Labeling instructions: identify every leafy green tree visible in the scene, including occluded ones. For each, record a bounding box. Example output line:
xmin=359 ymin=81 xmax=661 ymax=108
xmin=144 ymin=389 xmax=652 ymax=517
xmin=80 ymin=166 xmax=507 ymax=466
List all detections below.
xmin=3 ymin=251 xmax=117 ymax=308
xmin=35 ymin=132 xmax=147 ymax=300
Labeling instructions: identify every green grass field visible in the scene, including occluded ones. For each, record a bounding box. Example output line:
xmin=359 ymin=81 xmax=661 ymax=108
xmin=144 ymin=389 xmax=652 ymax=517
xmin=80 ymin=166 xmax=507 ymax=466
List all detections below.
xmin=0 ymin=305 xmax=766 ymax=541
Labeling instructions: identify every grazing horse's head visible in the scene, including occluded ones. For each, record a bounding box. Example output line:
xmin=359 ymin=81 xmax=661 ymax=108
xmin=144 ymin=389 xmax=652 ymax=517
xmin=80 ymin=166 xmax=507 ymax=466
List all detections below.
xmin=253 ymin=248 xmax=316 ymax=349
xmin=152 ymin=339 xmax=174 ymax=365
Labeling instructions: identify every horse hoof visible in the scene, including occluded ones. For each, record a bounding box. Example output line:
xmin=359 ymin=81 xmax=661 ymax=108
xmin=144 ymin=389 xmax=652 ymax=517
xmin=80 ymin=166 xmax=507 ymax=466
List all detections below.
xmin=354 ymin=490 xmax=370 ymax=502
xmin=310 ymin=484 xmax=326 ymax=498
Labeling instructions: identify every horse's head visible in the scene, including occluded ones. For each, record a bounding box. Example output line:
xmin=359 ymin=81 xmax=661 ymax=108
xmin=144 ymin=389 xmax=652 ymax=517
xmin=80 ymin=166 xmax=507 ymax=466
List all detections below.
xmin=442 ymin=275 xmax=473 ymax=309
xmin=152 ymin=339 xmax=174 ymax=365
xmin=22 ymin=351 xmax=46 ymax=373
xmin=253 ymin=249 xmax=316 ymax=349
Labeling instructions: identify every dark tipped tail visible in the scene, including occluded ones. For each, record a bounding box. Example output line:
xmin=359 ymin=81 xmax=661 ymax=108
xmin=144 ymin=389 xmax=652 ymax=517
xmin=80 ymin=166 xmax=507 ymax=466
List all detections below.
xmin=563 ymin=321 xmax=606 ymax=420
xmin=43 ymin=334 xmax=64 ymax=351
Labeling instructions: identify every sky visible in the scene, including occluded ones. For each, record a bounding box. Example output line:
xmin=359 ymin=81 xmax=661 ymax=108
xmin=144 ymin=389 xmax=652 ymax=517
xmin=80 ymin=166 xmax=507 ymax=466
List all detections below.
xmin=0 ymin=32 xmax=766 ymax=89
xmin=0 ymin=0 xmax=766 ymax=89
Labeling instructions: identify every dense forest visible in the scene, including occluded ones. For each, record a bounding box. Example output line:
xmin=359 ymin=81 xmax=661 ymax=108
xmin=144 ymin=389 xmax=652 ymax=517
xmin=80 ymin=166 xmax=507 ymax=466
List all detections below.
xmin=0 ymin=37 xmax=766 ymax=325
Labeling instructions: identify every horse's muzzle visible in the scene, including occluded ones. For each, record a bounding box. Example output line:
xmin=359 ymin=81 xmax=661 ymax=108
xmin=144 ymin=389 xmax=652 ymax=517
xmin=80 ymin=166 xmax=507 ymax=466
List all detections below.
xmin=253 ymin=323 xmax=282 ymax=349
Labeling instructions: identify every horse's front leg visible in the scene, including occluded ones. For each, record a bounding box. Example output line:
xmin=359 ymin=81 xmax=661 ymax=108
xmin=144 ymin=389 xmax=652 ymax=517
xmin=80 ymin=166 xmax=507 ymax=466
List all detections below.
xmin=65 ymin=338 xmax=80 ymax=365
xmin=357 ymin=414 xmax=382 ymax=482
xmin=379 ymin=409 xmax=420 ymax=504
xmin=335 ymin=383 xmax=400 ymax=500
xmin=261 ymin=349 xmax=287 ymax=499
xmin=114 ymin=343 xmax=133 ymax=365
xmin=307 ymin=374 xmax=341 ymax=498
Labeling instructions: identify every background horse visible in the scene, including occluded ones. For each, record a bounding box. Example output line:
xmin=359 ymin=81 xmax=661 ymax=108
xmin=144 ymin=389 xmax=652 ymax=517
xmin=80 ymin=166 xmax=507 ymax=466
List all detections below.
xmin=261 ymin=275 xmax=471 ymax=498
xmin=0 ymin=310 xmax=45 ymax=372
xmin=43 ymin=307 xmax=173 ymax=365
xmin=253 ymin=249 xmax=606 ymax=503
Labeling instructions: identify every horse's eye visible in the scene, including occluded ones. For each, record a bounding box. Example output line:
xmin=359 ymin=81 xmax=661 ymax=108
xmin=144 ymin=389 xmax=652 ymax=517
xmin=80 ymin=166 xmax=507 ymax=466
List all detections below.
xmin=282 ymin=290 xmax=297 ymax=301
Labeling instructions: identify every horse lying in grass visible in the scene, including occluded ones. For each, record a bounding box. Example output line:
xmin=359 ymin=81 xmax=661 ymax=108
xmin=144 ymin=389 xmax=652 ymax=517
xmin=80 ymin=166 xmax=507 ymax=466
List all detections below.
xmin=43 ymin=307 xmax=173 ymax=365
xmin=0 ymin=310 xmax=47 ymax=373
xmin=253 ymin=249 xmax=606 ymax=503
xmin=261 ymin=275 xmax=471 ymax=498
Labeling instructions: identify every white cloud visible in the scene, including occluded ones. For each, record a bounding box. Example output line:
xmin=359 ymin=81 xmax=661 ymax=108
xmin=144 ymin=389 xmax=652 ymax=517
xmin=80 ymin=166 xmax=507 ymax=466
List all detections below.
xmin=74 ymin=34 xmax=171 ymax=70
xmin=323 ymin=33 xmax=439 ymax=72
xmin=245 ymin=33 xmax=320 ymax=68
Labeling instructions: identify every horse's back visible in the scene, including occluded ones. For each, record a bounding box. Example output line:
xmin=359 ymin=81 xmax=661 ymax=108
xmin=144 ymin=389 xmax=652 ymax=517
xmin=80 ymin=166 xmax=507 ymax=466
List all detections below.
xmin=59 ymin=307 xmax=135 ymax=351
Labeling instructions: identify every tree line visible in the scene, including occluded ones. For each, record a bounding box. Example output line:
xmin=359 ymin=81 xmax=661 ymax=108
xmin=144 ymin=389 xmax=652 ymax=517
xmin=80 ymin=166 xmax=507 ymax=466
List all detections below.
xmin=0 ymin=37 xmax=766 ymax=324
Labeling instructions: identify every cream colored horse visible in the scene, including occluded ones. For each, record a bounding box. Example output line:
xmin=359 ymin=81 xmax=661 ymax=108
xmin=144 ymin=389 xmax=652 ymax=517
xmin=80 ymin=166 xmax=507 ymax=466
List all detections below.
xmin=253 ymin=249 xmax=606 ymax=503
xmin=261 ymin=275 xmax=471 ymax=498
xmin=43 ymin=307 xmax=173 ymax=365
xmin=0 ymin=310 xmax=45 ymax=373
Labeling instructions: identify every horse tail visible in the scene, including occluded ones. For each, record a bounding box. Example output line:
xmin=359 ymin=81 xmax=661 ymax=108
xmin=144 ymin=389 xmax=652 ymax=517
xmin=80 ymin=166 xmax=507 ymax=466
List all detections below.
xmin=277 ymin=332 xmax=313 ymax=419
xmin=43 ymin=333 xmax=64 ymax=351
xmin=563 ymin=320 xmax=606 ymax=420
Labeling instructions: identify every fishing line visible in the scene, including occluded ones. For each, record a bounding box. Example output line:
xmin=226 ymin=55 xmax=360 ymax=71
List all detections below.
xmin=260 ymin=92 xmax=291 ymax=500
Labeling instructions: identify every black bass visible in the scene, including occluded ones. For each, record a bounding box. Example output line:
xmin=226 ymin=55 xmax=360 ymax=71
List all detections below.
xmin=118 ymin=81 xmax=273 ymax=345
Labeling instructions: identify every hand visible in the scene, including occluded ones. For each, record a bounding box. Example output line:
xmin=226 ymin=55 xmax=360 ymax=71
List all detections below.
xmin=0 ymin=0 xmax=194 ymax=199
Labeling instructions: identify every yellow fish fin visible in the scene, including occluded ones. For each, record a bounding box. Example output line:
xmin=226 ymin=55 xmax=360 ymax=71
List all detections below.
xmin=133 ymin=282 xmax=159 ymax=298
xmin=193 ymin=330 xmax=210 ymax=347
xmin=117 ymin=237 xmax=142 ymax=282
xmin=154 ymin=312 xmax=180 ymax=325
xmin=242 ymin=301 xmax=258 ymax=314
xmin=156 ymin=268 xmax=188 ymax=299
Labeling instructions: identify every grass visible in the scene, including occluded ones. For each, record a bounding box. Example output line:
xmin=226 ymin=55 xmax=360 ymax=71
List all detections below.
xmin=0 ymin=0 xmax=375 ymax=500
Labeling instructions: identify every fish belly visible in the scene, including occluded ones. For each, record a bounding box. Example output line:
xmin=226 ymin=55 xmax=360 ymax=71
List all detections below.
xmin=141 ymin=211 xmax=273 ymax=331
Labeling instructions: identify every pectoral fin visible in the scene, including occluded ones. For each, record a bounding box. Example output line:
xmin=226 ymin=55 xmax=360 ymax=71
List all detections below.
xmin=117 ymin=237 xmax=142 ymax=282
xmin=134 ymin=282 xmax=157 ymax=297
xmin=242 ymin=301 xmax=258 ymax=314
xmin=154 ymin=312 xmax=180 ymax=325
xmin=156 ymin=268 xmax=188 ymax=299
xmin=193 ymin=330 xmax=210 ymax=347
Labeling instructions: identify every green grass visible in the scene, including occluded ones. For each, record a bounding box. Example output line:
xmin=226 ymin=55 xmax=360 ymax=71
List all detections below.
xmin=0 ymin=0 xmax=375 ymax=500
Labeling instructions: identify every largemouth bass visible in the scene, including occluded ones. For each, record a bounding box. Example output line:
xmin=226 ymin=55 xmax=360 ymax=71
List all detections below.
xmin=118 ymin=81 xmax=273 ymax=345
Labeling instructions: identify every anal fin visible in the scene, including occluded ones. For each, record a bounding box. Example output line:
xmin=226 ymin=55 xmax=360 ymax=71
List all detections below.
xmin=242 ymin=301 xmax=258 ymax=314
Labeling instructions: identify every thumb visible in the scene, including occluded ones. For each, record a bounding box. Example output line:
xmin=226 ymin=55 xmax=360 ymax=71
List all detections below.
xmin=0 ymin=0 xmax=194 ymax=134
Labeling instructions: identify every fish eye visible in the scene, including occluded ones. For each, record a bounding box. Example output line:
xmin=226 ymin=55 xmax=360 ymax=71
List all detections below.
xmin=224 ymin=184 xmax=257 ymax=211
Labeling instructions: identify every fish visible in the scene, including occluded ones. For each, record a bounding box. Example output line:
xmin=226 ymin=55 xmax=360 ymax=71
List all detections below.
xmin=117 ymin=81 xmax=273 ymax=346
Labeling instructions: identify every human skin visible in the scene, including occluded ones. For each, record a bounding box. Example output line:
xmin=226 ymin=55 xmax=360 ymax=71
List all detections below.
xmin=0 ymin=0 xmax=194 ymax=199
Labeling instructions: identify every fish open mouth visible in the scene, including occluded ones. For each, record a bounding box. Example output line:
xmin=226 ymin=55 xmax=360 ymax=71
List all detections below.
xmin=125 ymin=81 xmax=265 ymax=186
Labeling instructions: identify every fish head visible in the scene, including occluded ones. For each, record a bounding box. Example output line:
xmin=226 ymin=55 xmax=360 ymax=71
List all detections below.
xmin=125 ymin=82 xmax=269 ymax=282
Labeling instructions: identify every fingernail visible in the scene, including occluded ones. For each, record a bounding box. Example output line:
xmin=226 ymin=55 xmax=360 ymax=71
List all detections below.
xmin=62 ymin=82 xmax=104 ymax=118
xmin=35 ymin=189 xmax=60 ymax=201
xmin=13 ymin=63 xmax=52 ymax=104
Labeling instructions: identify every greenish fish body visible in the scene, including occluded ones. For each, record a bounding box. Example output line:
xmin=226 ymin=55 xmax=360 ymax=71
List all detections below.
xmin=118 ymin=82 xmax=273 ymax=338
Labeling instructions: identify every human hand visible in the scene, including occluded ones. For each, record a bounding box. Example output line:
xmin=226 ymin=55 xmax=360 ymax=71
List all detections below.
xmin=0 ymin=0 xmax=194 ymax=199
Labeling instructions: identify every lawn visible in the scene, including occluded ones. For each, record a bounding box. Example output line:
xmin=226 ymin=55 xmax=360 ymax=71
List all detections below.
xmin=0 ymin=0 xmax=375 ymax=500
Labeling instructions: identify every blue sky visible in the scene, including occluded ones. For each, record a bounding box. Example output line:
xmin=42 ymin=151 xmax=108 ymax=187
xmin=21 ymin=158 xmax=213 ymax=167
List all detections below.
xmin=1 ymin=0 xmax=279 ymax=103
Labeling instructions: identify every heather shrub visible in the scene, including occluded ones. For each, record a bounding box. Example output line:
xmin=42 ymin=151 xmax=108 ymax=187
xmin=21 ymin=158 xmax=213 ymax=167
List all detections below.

----

Directions: Put the lines from the start of the records through the line containing "xmin=0 ymin=305 xmax=766 ymax=541", inclusive, into a numbered list, leaving out any blank lines.

Response:
1. Labeling instructions: identify every leafy green tree visible in the scene, including occluded ones. For each, record a bounding box. Example output line:
2. xmin=359 ymin=81 xmax=661 ymax=108
3. xmin=144 ymin=389 xmax=652 ymax=517
4. xmin=80 ymin=166 xmax=507 ymax=466
5. List all detections below.
6. xmin=3 ymin=251 xmax=117 ymax=308
7. xmin=35 ymin=132 xmax=147 ymax=300
8. Labeling instructions: identify every green grass field visible in the scene, including occluded ones. For each, record a bounding box. Example output line:
9. xmin=359 ymin=81 xmax=661 ymax=108
10. xmin=144 ymin=389 xmax=652 ymax=517
11. xmin=80 ymin=166 xmax=507 ymax=466
12. List all detections below.
13. xmin=0 ymin=305 xmax=766 ymax=541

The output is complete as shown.